▶ _ACTIVITY_
Please reproduce, exactly and with nothing else, every line from the one containing "of the lamp" through the last line of the records below.

▶ _RAW DATA_
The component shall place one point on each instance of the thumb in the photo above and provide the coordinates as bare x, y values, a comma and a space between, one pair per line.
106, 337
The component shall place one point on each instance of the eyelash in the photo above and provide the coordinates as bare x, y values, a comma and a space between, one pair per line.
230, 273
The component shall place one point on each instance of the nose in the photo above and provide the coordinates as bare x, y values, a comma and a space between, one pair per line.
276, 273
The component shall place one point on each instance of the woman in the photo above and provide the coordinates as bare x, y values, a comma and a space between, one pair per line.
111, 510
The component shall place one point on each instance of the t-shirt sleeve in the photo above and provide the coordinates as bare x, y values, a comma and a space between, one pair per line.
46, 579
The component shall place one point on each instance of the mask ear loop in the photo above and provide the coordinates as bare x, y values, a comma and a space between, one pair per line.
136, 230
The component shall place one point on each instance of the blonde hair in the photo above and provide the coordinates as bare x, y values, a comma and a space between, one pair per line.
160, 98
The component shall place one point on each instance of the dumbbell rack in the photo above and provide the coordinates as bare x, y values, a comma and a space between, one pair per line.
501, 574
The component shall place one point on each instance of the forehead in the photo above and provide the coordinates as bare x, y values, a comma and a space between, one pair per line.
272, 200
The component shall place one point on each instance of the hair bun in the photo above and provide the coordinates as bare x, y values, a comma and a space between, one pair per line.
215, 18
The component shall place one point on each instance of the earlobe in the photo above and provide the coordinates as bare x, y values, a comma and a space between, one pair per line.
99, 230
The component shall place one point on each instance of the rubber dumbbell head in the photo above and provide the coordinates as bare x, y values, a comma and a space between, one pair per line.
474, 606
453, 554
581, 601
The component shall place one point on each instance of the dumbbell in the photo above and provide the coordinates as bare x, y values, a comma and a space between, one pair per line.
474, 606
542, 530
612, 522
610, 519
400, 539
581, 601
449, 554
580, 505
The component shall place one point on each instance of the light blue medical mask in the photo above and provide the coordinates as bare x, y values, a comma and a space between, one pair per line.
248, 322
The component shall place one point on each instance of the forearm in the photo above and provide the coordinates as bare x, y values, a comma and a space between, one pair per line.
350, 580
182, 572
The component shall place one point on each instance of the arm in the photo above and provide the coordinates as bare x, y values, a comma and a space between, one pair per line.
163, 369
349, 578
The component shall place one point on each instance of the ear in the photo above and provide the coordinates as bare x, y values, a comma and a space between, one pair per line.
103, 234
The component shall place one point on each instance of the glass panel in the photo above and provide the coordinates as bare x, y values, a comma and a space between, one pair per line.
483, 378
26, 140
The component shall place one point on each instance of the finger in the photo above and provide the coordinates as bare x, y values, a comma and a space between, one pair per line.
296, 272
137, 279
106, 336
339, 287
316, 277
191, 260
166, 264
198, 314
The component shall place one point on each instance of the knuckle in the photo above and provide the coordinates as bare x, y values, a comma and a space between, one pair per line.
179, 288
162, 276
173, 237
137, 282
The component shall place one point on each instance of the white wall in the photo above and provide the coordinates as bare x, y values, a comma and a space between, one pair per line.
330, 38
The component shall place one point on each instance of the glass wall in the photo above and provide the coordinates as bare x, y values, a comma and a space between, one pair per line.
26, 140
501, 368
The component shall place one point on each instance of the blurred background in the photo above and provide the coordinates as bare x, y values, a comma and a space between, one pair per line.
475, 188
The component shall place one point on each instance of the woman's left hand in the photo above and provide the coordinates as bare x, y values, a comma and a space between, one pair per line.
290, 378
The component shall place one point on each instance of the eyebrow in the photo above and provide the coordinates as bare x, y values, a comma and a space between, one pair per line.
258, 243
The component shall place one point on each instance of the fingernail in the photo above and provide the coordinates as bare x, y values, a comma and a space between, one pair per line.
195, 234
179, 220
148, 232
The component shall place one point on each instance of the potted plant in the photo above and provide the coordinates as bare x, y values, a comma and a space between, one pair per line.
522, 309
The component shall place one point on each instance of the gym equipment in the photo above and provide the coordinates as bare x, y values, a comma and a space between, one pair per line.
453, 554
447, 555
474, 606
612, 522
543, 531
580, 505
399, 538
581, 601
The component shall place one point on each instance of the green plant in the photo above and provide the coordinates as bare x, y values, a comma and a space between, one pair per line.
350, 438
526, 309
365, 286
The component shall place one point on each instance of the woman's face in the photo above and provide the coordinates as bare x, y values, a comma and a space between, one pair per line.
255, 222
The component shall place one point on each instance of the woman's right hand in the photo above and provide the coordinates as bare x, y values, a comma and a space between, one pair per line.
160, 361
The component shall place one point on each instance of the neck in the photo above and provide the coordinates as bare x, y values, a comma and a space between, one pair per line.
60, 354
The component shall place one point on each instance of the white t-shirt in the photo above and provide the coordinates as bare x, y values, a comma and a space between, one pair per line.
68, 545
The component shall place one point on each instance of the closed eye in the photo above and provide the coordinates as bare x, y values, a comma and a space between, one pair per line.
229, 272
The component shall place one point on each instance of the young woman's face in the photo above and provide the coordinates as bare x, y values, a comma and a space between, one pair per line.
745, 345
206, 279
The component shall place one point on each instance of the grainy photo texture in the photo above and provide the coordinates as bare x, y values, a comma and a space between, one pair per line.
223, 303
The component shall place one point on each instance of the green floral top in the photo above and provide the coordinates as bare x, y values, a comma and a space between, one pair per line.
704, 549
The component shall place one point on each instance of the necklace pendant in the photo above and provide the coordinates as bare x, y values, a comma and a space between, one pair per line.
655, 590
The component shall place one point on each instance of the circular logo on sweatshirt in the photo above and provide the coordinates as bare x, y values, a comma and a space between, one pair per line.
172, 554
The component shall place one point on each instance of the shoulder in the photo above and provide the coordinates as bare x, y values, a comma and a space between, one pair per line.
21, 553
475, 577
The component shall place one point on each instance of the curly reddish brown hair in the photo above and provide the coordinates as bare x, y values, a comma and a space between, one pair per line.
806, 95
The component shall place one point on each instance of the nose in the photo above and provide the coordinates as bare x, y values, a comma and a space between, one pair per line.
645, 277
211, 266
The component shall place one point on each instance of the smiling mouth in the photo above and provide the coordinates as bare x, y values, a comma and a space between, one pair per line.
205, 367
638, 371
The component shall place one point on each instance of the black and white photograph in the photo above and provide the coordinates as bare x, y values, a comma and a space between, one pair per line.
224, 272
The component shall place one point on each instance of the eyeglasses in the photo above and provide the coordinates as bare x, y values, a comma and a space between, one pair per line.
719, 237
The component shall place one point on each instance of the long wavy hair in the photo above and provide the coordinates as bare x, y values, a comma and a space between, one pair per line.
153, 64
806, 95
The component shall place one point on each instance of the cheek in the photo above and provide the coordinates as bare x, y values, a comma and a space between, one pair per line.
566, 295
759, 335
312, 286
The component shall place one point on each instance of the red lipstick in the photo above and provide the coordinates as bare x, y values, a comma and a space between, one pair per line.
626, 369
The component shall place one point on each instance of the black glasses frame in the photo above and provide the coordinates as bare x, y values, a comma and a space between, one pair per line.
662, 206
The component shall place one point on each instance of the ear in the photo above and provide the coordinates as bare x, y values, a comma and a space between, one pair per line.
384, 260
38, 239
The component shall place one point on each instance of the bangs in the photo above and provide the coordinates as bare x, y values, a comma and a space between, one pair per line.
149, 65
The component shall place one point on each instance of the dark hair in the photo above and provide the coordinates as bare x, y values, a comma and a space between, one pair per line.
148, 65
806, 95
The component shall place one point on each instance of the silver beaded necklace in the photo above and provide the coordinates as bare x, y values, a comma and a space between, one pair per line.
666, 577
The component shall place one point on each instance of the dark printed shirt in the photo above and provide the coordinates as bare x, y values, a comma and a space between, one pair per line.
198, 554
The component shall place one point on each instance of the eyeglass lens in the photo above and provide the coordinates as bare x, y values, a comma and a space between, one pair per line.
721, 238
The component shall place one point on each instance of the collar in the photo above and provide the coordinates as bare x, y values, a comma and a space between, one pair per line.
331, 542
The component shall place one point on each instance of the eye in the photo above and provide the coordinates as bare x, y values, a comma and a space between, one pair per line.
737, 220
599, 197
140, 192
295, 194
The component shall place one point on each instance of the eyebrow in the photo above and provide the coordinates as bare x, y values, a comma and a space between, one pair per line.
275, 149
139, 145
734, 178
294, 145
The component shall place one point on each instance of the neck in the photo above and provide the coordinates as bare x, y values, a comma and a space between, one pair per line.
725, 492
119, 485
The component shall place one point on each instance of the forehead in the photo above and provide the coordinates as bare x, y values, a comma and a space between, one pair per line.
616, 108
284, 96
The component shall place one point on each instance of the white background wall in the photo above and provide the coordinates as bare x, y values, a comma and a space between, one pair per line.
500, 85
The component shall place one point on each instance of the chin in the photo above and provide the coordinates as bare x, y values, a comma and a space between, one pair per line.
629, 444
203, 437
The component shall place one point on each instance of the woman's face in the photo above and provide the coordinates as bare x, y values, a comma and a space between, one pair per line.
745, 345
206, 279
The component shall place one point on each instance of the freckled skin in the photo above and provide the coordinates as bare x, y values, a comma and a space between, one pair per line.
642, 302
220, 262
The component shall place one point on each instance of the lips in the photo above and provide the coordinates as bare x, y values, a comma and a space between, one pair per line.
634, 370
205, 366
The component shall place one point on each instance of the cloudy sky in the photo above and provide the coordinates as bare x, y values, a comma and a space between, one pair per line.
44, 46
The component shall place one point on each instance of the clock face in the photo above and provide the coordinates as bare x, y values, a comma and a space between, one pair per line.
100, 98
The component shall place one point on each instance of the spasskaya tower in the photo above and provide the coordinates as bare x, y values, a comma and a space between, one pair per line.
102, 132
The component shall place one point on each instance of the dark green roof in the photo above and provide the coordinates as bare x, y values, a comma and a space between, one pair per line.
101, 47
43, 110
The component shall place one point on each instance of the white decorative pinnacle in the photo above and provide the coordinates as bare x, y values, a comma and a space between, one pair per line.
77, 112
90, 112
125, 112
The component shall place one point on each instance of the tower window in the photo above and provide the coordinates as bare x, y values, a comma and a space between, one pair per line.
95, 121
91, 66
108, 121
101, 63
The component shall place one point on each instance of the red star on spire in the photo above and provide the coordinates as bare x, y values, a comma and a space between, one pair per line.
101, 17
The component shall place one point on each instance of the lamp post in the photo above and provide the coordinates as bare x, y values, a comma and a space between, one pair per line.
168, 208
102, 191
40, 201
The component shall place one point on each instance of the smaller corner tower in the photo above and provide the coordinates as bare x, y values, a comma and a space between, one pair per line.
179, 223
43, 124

▶ _SOLUTION TO THIS TASK_
The component shall place one point on each instance of the lamp post in the photo above and provide the coordinates as bare x, y values, a comma and a space between, one pair per line.
168, 208
102, 191
40, 201
The component shall place one point on each instance of the smaller corner tower in the photo above and provide the coordinates as bare x, y values, a comma and a space between, one pair per line.
179, 223
43, 124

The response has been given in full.